EXERCISE DESCRIPTION – Copy out the data exactly as it appears, without a single image.

RECORDS FOR THE EXERCISE –
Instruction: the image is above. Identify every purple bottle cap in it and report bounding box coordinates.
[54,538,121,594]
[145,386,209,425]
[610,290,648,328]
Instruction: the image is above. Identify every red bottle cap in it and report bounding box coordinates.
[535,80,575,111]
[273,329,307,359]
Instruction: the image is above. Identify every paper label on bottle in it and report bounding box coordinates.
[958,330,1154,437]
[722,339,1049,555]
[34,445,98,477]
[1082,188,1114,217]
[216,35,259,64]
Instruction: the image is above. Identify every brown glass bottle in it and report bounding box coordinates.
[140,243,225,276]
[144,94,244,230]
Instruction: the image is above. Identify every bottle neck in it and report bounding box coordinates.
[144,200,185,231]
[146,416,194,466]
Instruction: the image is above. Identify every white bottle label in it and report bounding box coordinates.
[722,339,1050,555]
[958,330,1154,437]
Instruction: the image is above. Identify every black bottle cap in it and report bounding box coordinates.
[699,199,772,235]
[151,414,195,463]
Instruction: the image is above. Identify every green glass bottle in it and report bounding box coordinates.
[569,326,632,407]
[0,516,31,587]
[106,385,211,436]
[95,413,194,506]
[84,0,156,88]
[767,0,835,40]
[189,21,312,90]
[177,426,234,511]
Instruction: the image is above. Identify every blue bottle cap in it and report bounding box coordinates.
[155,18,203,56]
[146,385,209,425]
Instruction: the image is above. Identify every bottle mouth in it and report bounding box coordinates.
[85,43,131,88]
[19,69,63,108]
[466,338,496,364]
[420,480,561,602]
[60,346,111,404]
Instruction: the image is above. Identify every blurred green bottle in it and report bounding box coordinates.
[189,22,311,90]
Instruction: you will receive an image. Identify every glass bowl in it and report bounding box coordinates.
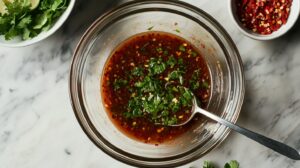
[69,0,245,167]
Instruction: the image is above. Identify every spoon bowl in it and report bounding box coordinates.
[167,95,300,160]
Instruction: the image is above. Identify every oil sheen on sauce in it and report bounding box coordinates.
[101,32,211,144]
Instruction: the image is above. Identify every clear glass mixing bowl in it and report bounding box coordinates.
[69,1,245,167]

OUTPUT FOR THIS TASK –
Instruction: the image is above. Identify every purple bottle cap in it and report bounding box coordinates.
[54,538,121,594]
[145,386,209,425]
[610,290,648,328]
Instruction: the image is above. Identify every red bottle cap in it and report bounding box coordinates.
[535,80,575,111]
[273,329,307,359]
Instruction: the image is above. Identify every paper label on bottle in it and report bounding box coordinates.
[958,330,1154,437]
[722,339,1049,555]
[34,445,98,477]
[1082,188,1114,217]
[216,35,259,64]
Instruction: the image is above. Identify every brown glass bottle in it and report bounding box coordinates.
[140,243,225,276]
[144,94,244,230]
Instruction: the image is above. Identify every bottle neck in it and report bounding box coordinates.
[144,200,185,231]
[146,416,194,466]
Instruction: the image is above. Identify every white bottle label in it and report bounding box coordinates.
[722,339,1050,555]
[958,330,1154,437]
Instruction: the image is above. Identify every black bottle cap in it and report bounding box coordinates.
[699,199,772,235]
[151,414,195,463]
Instruction: the image is above. Identify every green glass bottle in it and report bounding box coordinates.
[569,326,632,407]
[0,516,31,587]
[106,385,211,436]
[95,413,194,506]
[84,0,156,88]
[767,0,835,40]
[189,21,312,90]
[177,426,234,511]
Instruction: the image is above. Identify every blue bottle cap in it and report bounding box coordinates.
[155,18,203,56]
[146,385,209,425]
Instruction: the image is above. Identify every bottle mouth in it and report bounding box coordinates.
[85,43,131,88]
[19,69,63,108]
[466,338,496,364]
[420,480,561,602]
[60,346,111,404]
Instruction: the image is above. Identify every blurred green bottle in it and report bounding box coordinates.
[189,22,311,90]
Instruction: you will receive an image. Identify every glass bowl in it and report bounding box coordinates.
[69,0,245,167]
Instruction: the image is above. Identify every spoon bowl in it and report bounding box coordinates.
[167,95,300,160]
Instruction: the image is above. Identify every oil sheen on sauce in it and report bounding box coordinates.
[101,32,211,144]
Instruction: the image is above. Identify every clear glass mixing bowl in it and report bounding box coordinates.
[69,1,245,167]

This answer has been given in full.